━━━━━ Text provided

Diaphora uses multiple heuristics to find matches between different functions. Other competing tools like DarunGrim or TurboDiff implements one, two or a handful of heuristics, with the only exception of Zynamics BinDiff, which implements a lot of heuristics. However, Diaphora is the only one implementing heuristics based on the Hex-Rays decompiler (if it’s available). The following list explains the whole current list of heuristics implemented in Diaphora as of the Release Candidate 1:
The very first try is to find if everything in both databases, even the primary key values are equals. If so, the databases are considered 100% equals and nothing else is done.
Equal pseudo-code. The pseudo-code generated by the Hex-Rays decompiler are equals. It can match code from x86, x86_64 and ARM interchangeably.
Equal assembly. The assembly of both functions is exactly equal.
Bytes hash and names. The first byte of each assembly instruction is equal and also the referenced true names, not IDA’s auto-generated ones, have the same names.
Same address, nodes, edges and mnemonics. The number of basic blocks, their addresses, the number of edges and the mnemonics in both databases are equal
Same name. The mangled or demangled name is the same in both functions.
Same address, nodes, edges and primes (re-ordered instructions). The function has the same address, number of basic blocks, edges and the prime corresponding to the cyclomatic complexity are equal. It typically matches functions with re-ordered instructions.
Import names hash. The functions called from both functions are the same, matched by the demangled names.
Nodes, edges, complexity, mnemonics, names, prototype, in-degree and out-degree. The number of basic blocks, mnemonics, names, the function’s prototype the in-degree (calls to the function) and out-degree (calls performed to other functions) is the same.
Nodes, edges, complexity, mnemonics, names and prototype. The number of basic blocks, edges, the cyclomatic complexity, the mnemonics, the true names used in the function and even the prototype of the function (stripping the function name) are the same.
Mnemonics and names. The functions have the same mnemonics and the same true names used in the function. It’s done for functions with the same number of instructions.
Small names difference. At least 50% of the true names used in both functions are the same.
Pseudo-code fuzzy hash. It checks the normal fuzzy hash (calculated with the DeepToad’s library kfuzzy.py) for both functions.
Pseudo-code fuzzy hashes. It checks all the 3 fuzzy hashes (calculated with the DeepToad’s library kfuzzy.py) for both functions. This is considered a slow heuristic.
Similar pseudo-code. The pseudo-code generated by the Hex-Rays decompiler is similar with a confidence ratio bigger or equal to 0.729. This is considered a slow heuristic.
Pseudo-code fuzzy AST hash. The fuzzy hash calculated via SPP (small-primes-product) from the AST of the Hex-Rays decompiled function is the same for both functions. It typically catches C constructions that are re-ordered, not just re-ordered assembly instructions.
Partial pseudo-code fuzzy hash. At least the first 16 bytes of the fuzzy hash (calculated with the DeepToad’s library kfuzzy.py) for both functions matches. This is considered a slow heuristic.
Same high complexity, prototype and names. The cyclomatic complexity is at least 20, and the prototype and the true names used in the function are the same for both databases.

━━━━━━━━━━

> **Stated goal 1**: In the Diaphora heuristics text, translate this sentence into Spanish: "The mangled or demangled name is the same in both functions."

━━━━━ Excerpted records

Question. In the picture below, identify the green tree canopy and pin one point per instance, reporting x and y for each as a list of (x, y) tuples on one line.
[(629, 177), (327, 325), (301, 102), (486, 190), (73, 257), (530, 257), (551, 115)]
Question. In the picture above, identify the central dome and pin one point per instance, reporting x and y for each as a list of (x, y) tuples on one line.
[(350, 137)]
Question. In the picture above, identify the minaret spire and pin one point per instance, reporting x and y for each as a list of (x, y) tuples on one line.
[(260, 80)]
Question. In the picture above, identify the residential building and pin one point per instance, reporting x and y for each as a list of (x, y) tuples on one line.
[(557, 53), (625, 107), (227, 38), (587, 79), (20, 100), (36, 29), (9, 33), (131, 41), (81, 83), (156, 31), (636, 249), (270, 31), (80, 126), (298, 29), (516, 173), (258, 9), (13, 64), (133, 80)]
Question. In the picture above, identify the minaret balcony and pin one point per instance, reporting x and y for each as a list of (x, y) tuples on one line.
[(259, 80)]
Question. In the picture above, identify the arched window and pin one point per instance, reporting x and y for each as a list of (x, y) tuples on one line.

━━━━━━━━━━
━━━━━ Excerpted records

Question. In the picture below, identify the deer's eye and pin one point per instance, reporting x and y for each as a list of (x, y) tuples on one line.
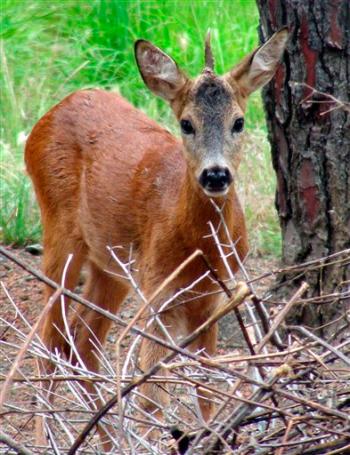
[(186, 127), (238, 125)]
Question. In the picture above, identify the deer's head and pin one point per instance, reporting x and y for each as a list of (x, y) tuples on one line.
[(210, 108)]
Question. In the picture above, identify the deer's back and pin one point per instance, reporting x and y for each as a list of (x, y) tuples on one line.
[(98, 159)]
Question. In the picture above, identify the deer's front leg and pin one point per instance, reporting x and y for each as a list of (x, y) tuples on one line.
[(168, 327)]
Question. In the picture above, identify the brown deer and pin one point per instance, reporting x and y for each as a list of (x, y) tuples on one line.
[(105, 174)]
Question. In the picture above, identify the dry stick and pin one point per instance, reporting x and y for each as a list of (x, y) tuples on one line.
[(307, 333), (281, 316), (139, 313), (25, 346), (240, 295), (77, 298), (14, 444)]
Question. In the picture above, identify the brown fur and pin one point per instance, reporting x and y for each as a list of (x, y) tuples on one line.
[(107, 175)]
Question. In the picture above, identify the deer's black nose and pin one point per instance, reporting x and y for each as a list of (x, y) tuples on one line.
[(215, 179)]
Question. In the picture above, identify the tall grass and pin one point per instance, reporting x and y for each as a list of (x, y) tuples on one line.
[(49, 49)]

━━━━━━━━━━

> **Stated goal 2**: Put the lines of the entries between the line holding "Question. In the picture above, identify the minaret balcony" and the line holding "Question. In the picture above, identify the arched", inclusive, into a numbered list, skipping any blank lines.

> **Complete output 1**: El nombre decorado o sin decorar es el mismo en ambas funciones.

> **Complete output 2**:
1. Question. In the picture above, identify the minaret balcony and pin one point per instance, reporting x and y for each as a list of (x, y) tuples on one line.
2. [(259, 80)]
3. Question. In the picture above, identify the arched window and pin one point per instance, reporting x and y for each as a list of (x, y) tuples on one line.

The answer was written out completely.